> **SET PROBLEM 1**
Please judge whether each of these statements agrees with the WWDC commentary, answering yes or no and quoting the words that decide it: (a) the writer expected Apple to use Messages as a way into Siri through a bot strategy; (b) Apple's machine learning plan depends on supercomputers in the cloud; (c) the News app's new design brings it closer to the Music app.
> **SET PROBLEM 2**
Pick up the WWDC commentary after its final sentence and keep writing it.

Absorbing the news from WWDC this week, I noticed a pattern of how Apple approaches their platforms. And that it seems, well, backwards. Last week, one of the leading rumors was that Messages app would be ported to Android. I was expecting Apple would use Messages as a way into Siri with a bot strategy akin to Facebook’s Messenger Platform or Microsoft’s Bot Framework. Instead, the “platform” is built inside the app, which remains Apple only, complete with its own store. In hindsight, of course that’s the path Apple would take, but it’s still almost 180º different from their competitors.

The same is true for Apple’s machine learning efforts. The conventional wisdom is to secure everything in the cloud then use massively parallel supercomputers and exabyte scale corpora to automatically tag and catalog it all. Apple insists they can use the GPU in your pocket and differential privacy to deliver the same promise of how computers are going to work in the near future. There is a fair amount of skepticism around whether or not differential privacy can actually work, especially compared to the Google/Facebook approach.

The charitable explanation here is that Apple has always zigged where conventional wisdom zagged and it’s served them pretty well so far. Apple is now betting on a principle — privacy — that is indeed noble but also one that literally billions of Facebook and Android users don’t seem to care nearly as much about. It seems probable that Apple is building an infrastructure that may not only be inferior to their competitors but for a market that could soon cease to exist.

I was glad to see the News app get a mention and a refined design that brings it more in line with the redesigned Music app. It makes sense that those two share a visual language and I still think there’s quite a bit of potential for Apple News, even as it largely eschews how we’ve come to think of media in the (waning?) social epoch.

> **RAW DATA**
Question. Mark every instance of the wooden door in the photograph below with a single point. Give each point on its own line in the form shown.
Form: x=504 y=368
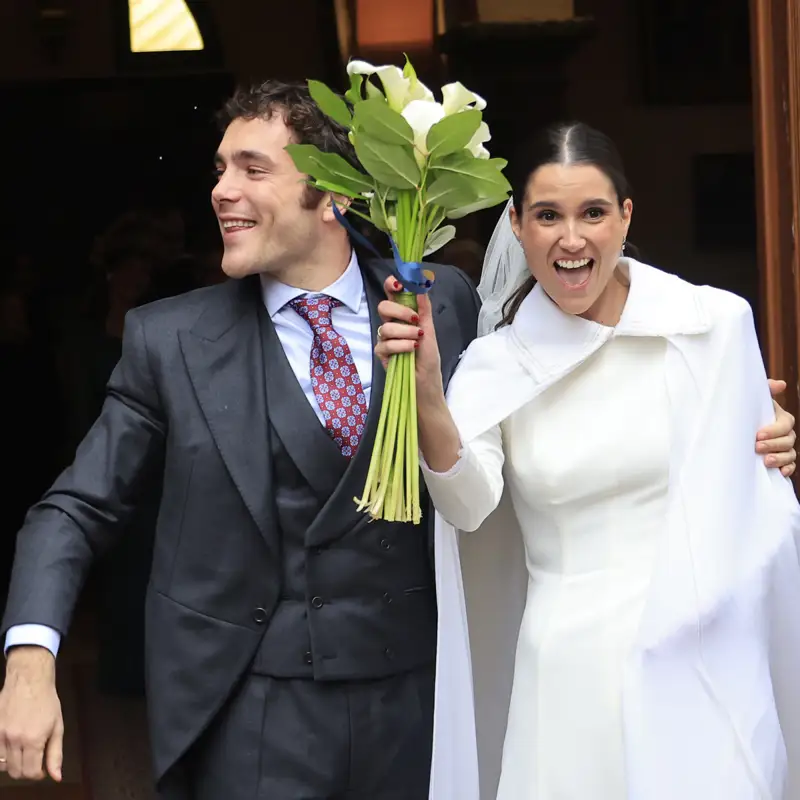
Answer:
x=775 y=37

> **EXPECTED ANSWER 1**
(a) Yes: "I was expecting Apple would use Messages as a way into Siri with a bot strategy akin to Facebook’s Messenger Platform or Microsoft’s Bot Framework."
(b) No: "Apple insists they can use the GPU in your pocket and differential privacy to deliver the same promise of how computers are going to work in the near future."
(c) Yes: "a refined design that brings it more in line with the redesigned Music app"

> **EXPECTED ANSWER 2**
WWDC also introduced the world to Bozoma Saint John, whom The Ringer declared “your favorite part of WWDC”. She was, of course, a dynamic presenter and the perfect person to show off the new Apple Music but she also personified what Katie Notopoulos calls the end of “Apple Man”. Finally.

“It’s a damn thing scared to say”

Recurrent neural networks have been something of an ongoing theme here (in as much as a newsletter with six issues can spot a trend). They’re young, dumb, and kinda fun, even if they start to grate after a bit. It’s not quite true to say if you’ve seen one RNN you’ve seen ’em all, but I do feel like I’m up to date on the state of the art at this point.

So I kept my expectations firmly in check for “Sunspring”, a short made for a 48-hour challenge for the Sci-Fi London film festival. The screenplay — all of the lines and even the stage direction — was written by a RNN fed on a corpus of a few dozen pop sci-fi screenplays (plus a few prompts the contest required to be in the film). It’s entirely incomprehensible, of course, but still manages to be captivating in a way I didn’t expect. With the computer doing all the direction, the actors on the screen seem more human somehow.

Creative output from computers isn’t going to be limited to Markov bots and nonsense grammar exercises for long. Google’s Magenta project wants to make art and music. There’s Deep Jazz, which made Pat Metheny listenable. They’re even creating recipes.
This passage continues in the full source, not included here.